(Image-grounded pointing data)

====================

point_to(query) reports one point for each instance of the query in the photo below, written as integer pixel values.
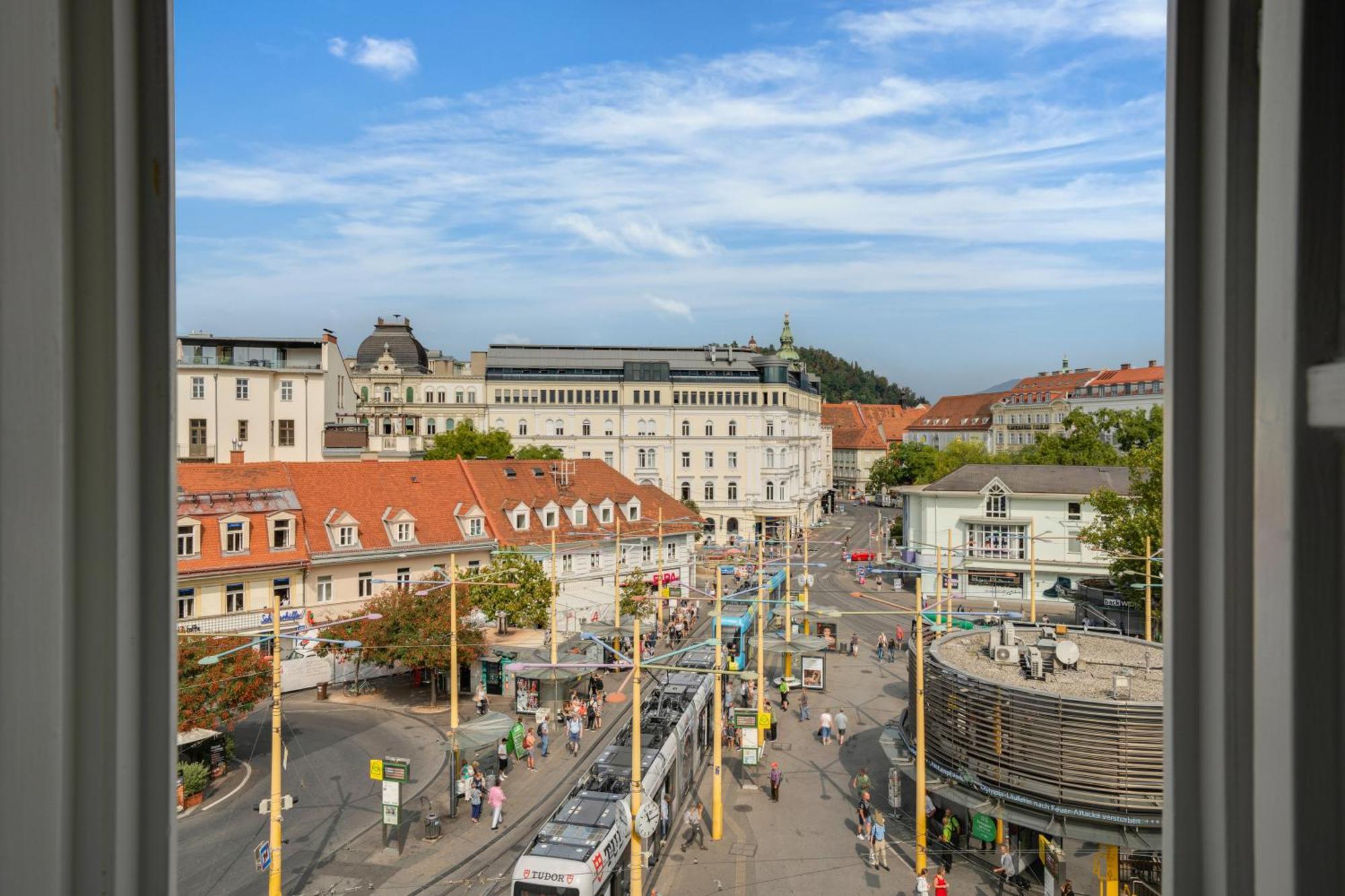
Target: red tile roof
(958, 412)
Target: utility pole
(637, 846)
(921, 754)
(718, 802)
(1149, 588)
(276, 748)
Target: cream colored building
(270, 397)
(736, 431)
(407, 395)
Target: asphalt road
(330, 747)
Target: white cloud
(670, 307)
(1036, 21)
(395, 58)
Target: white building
(736, 431)
(992, 510)
(268, 397)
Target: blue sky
(949, 192)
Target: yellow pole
(718, 802)
(555, 591)
(637, 858)
(921, 755)
(658, 587)
(617, 565)
(762, 681)
(1032, 569)
(276, 747)
(1149, 581)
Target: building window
(186, 541)
(186, 603)
(997, 502)
(236, 537)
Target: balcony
(196, 452)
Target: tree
(531, 603)
(467, 443)
(636, 594)
(1124, 521)
(220, 694)
(906, 463)
(1081, 443)
(539, 452)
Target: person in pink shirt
(497, 802)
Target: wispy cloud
(670, 307)
(395, 58)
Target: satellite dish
(1067, 653)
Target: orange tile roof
(958, 412)
(594, 482)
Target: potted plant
(194, 779)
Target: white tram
(584, 848)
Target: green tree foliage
(906, 463)
(636, 594)
(220, 694)
(1124, 521)
(527, 606)
(848, 381)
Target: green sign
(984, 827)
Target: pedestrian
(879, 842)
(864, 811)
(693, 825)
(529, 741)
(497, 801)
(475, 797)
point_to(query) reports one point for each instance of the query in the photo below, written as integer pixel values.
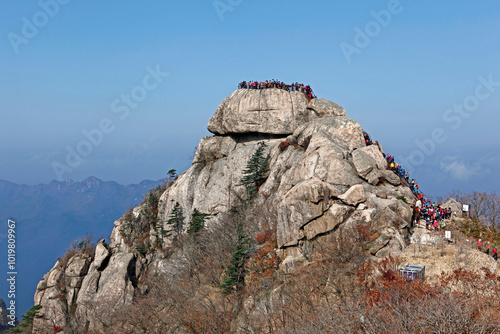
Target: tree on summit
(176, 220)
(256, 170)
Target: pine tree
(235, 272)
(256, 170)
(176, 220)
(197, 222)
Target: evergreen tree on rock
(256, 170)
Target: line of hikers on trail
(494, 251)
(433, 214)
(299, 87)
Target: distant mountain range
(50, 216)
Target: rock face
(324, 181)
(270, 111)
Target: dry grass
(446, 257)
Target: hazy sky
(123, 90)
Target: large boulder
(271, 111)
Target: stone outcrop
(323, 182)
(271, 111)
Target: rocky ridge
(323, 180)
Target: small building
(412, 272)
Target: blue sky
(409, 70)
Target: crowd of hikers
(424, 209)
(299, 87)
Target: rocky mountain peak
(323, 181)
(269, 111)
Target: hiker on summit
(306, 89)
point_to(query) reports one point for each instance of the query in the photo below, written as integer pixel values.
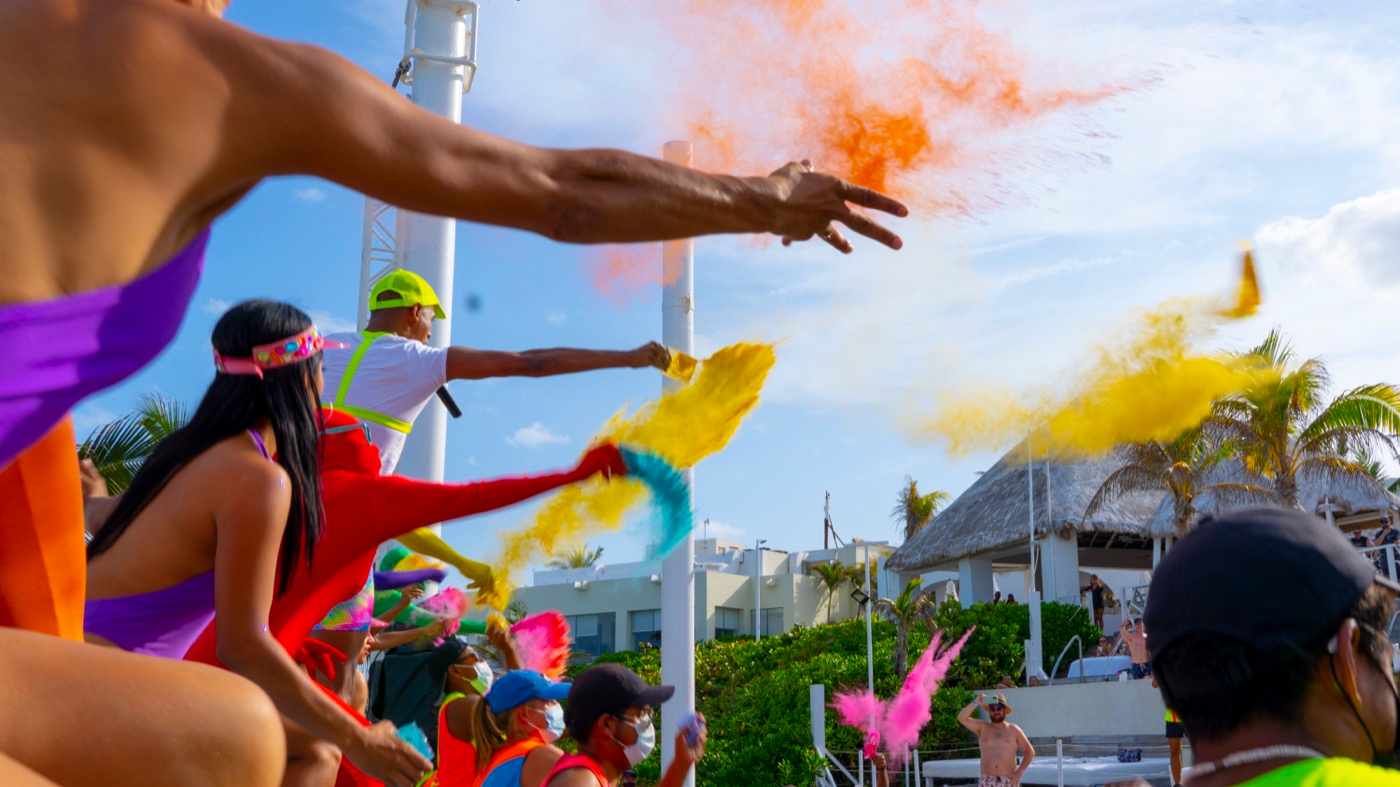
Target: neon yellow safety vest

====================

(Task) Lines from the one holding "Target: hiker on summit" to the end of the data, both ends included, are to be given again exactly; no pictures belong in the copy.

(Result of this exercise)
Target: hiker on summit
(306, 89)
point_to(query) reports one point for each instance of the query in the photo below, written as integer pixel values.
Target: neon yellow safety vest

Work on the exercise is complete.